(Beginning of PROVIDED INFORMATION)

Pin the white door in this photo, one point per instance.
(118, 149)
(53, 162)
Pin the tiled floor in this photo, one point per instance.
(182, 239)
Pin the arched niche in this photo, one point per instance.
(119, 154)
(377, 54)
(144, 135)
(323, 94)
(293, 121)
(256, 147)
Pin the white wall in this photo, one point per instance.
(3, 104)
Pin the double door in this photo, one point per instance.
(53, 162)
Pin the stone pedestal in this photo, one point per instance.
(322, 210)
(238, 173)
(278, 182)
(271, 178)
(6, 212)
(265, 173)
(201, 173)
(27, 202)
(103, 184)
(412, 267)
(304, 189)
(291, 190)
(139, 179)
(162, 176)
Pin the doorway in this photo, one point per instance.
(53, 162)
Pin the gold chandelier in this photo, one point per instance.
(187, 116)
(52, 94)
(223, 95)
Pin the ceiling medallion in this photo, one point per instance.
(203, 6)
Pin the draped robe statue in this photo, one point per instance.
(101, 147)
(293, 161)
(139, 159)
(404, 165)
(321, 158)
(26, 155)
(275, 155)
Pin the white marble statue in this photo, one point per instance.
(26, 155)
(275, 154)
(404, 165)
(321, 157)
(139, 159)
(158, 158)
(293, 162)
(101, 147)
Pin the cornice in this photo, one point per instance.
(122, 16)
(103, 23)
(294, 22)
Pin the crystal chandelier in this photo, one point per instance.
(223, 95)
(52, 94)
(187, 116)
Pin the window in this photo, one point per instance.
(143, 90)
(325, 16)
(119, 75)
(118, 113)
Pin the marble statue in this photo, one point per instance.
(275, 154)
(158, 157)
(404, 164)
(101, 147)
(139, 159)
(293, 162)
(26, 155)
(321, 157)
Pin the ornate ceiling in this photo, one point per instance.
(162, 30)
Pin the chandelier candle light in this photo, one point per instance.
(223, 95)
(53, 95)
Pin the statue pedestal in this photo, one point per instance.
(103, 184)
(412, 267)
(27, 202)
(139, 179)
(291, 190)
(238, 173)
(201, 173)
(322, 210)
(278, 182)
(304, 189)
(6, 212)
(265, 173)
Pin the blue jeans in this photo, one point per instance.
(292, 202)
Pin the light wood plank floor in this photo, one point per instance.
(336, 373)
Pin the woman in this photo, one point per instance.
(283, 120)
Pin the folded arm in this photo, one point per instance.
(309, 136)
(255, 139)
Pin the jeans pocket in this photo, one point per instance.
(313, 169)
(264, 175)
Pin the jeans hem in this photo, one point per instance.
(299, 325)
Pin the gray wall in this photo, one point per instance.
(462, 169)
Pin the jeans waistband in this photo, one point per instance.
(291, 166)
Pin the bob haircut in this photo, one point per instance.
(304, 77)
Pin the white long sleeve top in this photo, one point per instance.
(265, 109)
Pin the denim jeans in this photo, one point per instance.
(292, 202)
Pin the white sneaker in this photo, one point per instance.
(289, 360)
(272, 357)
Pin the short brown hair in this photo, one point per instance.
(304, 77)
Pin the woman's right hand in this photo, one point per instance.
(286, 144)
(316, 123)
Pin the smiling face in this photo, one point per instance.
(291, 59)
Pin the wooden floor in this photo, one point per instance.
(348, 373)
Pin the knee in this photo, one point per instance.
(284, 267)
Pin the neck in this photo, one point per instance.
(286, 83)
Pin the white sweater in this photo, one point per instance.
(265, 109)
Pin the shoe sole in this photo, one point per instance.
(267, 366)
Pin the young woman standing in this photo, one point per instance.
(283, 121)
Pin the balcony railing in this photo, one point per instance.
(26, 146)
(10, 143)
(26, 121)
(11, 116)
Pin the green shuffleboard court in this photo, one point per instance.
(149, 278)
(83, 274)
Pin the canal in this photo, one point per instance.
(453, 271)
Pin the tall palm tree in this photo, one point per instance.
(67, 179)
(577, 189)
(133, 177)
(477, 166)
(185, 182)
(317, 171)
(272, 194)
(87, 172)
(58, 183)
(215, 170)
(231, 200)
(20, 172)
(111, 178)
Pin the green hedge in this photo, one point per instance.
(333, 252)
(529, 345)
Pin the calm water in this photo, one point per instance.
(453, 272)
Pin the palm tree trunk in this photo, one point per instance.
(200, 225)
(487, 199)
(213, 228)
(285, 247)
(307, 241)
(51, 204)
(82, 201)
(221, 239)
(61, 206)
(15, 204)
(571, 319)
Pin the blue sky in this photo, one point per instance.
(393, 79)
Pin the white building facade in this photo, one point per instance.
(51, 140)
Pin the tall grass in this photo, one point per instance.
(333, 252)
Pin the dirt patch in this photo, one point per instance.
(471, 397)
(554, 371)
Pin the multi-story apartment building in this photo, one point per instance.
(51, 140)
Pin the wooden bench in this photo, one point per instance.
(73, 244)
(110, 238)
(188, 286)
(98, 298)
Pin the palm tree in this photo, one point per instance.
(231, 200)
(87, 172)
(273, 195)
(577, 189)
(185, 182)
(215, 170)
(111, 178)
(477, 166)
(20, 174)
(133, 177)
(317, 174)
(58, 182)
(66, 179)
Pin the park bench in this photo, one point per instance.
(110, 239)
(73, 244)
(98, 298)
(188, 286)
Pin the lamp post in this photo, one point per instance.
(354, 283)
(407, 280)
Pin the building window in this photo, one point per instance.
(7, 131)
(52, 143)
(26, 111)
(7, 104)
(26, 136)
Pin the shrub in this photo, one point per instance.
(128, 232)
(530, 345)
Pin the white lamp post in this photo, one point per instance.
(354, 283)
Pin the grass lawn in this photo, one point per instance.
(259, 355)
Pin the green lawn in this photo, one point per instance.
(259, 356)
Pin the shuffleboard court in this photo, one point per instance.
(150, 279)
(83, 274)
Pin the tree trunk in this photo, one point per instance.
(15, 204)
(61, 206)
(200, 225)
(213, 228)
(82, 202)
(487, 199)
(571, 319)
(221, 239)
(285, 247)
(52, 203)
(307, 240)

(End of PROVIDED INFORMATION)

• _WHAT TO WORK ON_
Transcribe the listing in full, line by line.

• _OUTPUT_
Pin the white door in this photo, one point per instance.
(118, 149)
(53, 162)
Pin the tiled floor in this photo, one point per instance.
(182, 239)
Pin the arched niche in this photo, one point per instance.
(119, 154)
(377, 54)
(144, 135)
(323, 94)
(293, 121)
(256, 147)
Pin the white wall in this photo, one point per instance.
(3, 104)
Pin the double door in this photo, one point per instance.
(53, 162)
Pin the stone pedestal in this photo, one point per instance.
(322, 210)
(238, 173)
(278, 182)
(271, 178)
(6, 212)
(265, 173)
(201, 173)
(27, 202)
(103, 184)
(412, 267)
(304, 189)
(291, 190)
(139, 179)
(162, 176)
Pin the doorway in this photo, one point per instance.
(53, 162)
Pin the gold chandelier in this photo, one point per instance.
(187, 116)
(52, 94)
(223, 95)
Pin the ceiling medallion in this photo, one point per instance.
(203, 6)
Pin the draped robe statue in this photo, one point per instance.
(101, 147)
(293, 161)
(139, 159)
(404, 165)
(321, 158)
(26, 155)
(275, 155)
Pin the white marble statue in this photo, one point per instance.
(26, 155)
(275, 154)
(404, 165)
(321, 157)
(139, 159)
(158, 158)
(293, 162)
(101, 147)
Pin the cornice in this photo, one point per instance.
(122, 16)
(103, 23)
(294, 22)
Pin the crystal chandelier in this photo, one point per instance.
(223, 95)
(52, 94)
(187, 116)
Pin the window in this photo, one point per instance.
(143, 90)
(325, 16)
(119, 75)
(118, 113)
Pin the marble statue in this photo, one point per instance.
(275, 154)
(158, 157)
(404, 164)
(101, 147)
(139, 159)
(293, 162)
(26, 155)
(321, 157)
Pin the ornate ceiling in this photo, one point per instance.
(162, 30)
Pin the chandelier candle light in this photo, one point per instance.
(223, 95)
(53, 95)
Pin the statue pedestal in this photo, one point per instance.
(103, 184)
(412, 267)
(27, 202)
(139, 179)
(291, 190)
(238, 173)
(201, 173)
(322, 210)
(278, 182)
(304, 189)
(6, 212)
(265, 173)
Pin the blue jeans in this photo, one point per instance.
(292, 202)
Pin the light wood plank floor in this photo, one point per instance.
(336, 373)
Pin the woman in this photo, one point per instance.
(283, 120)
Pin the folded arm in this photo, one point per instance.
(309, 136)
(255, 139)
Pin the jeans pocket in this photo, one point per instance.
(313, 169)
(264, 175)
Pin the jeans hem in this photo, one point per instance.
(299, 325)
Pin the gray wall in this photo, one point per instance.
(462, 169)
Pin the jeans waistband in this photo, one point per instance.
(291, 166)
Pin the bob haircut in this photo, one point per instance.
(304, 77)
Pin the white long sleeve top in this photo, one point per instance.
(265, 109)
Pin the denim jeans in this photo, one point per instance.
(292, 202)
Pin the white sneaker in this photo, one point per instance.
(289, 360)
(272, 357)
Pin the short brown hair in this photo, one point per instance.
(304, 77)
Pin the woman's right hand in this photo, one point per instance.
(286, 144)
(316, 123)
Pin the smiling face in this photo, one point per instance.
(291, 59)
Pin the wooden floor in this photo, one point per instance.
(348, 373)
Pin the knee in this photo, one point per instance.
(284, 267)
Pin the neck in this photo, one point per instance.
(286, 83)
Pin the white sweater in this photo, one point per instance.
(265, 109)
Pin the shoe sole in this photo, one point per instance.
(267, 366)
Pin the young woman standing in this photo, one point per instance.
(283, 121)
Pin the balcony railing in this photo, one point per instance.
(26, 146)
(10, 143)
(26, 121)
(11, 116)
Pin the green shuffleboard court in this photo, one point per instance.
(149, 278)
(83, 274)
Pin the canal in this photo, one point per instance.
(453, 271)
Pin the tall palm tree in this photo, one point per instance.
(67, 179)
(577, 189)
(133, 177)
(477, 166)
(185, 182)
(317, 171)
(272, 194)
(87, 172)
(58, 183)
(215, 170)
(231, 200)
(20, 172)
(111, 178)
Pin the green hedge in this photo, one point per instance.
(333, 252)
(529, 345)
Pin the calm water in this photo, one point per instance.
(453, 272)
Pin the palm tree trunk in this photo, one point per instance.
(200, 225)
(487, 199)
(213, 228)
(285, 247)
(307, 241)
(51, 204)
(82, 201)
(221, 239)
(61, 206)
(15, 204)
(571, 319)
Pin the blue sky in this photo, one point per instance.
(393, 79)
Pin the white building facade in this photo, one point per instance.
(51, 140)
Pin the tall grass in this photo, one point per instance.
(333, 252)
Pin the dirt patch in this photo, one point per instance.
(471, 397)
(554, 371)
Pin the multi-story apartment building in this photo, one point per instance.
(51, 140)
Pin the wooden bench in this photo, one point per instance.
(73, 244)
(110, 238)
(188, 286)
(98, 298)
Pin the palm tree in this photo, one point per instance.
(231, 200)
(87, 172)
(273, 195)
(577, 189)
(185, 182)
(215, 170)
(111, 178)
(477, 166)
(20, 174)
(133, 177)
(317, 174)
(58, 182)
(66, 179)
Pin the park bench in this photo, one point per instance.
(110, 239)
(73, 244)
(98, 298)
(188, 286)
Pin the lamp post in this photo, one point per instance.
(354, 283)
(407, 280)
Pin the building window in this photo, one point per instance.
(7, 131)
(52, 143)
(26, 111)
(7, 104)
(26, 136)
Pin the shrub in this photo, one point per instance.
(128, 232)
(530, 345)
Pin the white lamp post in this photo, one point per instance.
(354, 283)
Pin the grass lawn in this photo, one point per instance.
(259, 355)
Pin the green lawn in this photo, one point per instance.
(259, 356)
Pin the shuffleboard court in this photo, one point per instance.
(150, 279)
(83, 274)
Pin the tree trunk in this photo, one point per instance.
(15, 204)
(61, 206)
(200, 225)
(213, 228)
(82, 202)
(487, 199)
(571, 319)
(221, 239)
(285, 247)
(52, 203)
(307, 240)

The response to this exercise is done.